──────── SELECTION ────────
Section Three discusses how to organize modules in your program in a logical
fashion. This makes it easier for others to locate sections of code and
organizes related sections of code together so someone can easily find important
code and ignore unimportant or unrelated code while attempting to understand
what your program does.
Section Four discusses the use of procedures within a program. This is a
continuation of the theme in Section Three, although at a lower, more detailed,
level.
Section Five discusses the program at the level of the statement. This
(large) section provides the meat of this proposal. Most of the rules this paper
presents appear in this section.
Section Six discusses those items that make up a statement (labels, names,
instructions, operands, operators, etc.) This is another large section that
presents a large number of rules one should follow when writing readable
programs. This section discusses naming conventions, appropriateness of
operators, and so on.
Section Seven discusses data types and other related topics.
Section Eight covers miscellaneous topics that the previous sections did not
cover.
1.8 Guidelines, Rules, Enforced Rules, and Exceptions
Not all rules are equally important. For example, a rule that you check the
spelling of all the words in your comments is probably less important than
suggesting that the comments all be in English[7].
Therefore, this paper uses three designations to keep things straight:
Guidelines, Rules, and Enforced Rules.
A Guideline is a suggestion. It is a rule you should follow unless you can
verbally defend why you should break the rule. As long as there is a good,
defensible, reason, you should feel no apprehension violated a guideline.
Guidelines exist in order to encourage consistency in areas where there are no
good reasons for choosing one methodology over another. You shouldn't violate a
Guideline just because you don't like it -- doing so will make your programs
inconsistent with respect to other programs that do follow the Guidline (and,
therefore, harder to read -- however, you shouldn't lose any sleep because you
violated a Guideline.
──────── DATA LINES ────────
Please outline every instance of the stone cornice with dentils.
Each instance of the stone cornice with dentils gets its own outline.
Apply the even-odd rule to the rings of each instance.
────────
■ **WORK INSTRUCTIONS**:
• A. Reproduce the portion of the style-guide excerpt from "A Guideline is" to "apprehension violated a guideline.", word for word.
• B. Decide whether each statement below agrees with the style-guide excerpt, answering yes or no and quoting the deciding words: (i) Most of the paper's rules appear in Section Five. (ii) Section Seven covers miscellaneous topics not addressed earlier. (iii) The paper uses four designations to classify its rules.
• C. Summarize the style-guide excerpt in three sentences.

■ **ANSWERS TO THE TASKS**:
• A.
A Guideline is a suggestion. It is a rule you should follow unless you can
verbally defend why you should break the rule. As long as there is a good,
defensible, reason, you should feel no apprehension violated a guideline.

• B.
(i) Yes: "Most of the rules this paper presents appear in this section."
(ii) No: "Section Eight covers miscellaneous topics that the previous sections did not cover."
(iii) No: "this paper uses three designations to keep things straight: Guidelines, Rules, and Enforced Rules."

• C. Sections Three through Eight of the paper address, in turn, module organization, procedures, statements, the items that make up a statement, data types, and miscellaneous topics, and Section Five holds most of the rules. Because not all rules are equally important, the paper uses three designations: Guidelines, Rules, and Enforced Rules. A Guideline is a suggestion that should be followed unless there is a defensible reason to break it, and it exists to encourage consistency where no methodology is clearly better than another.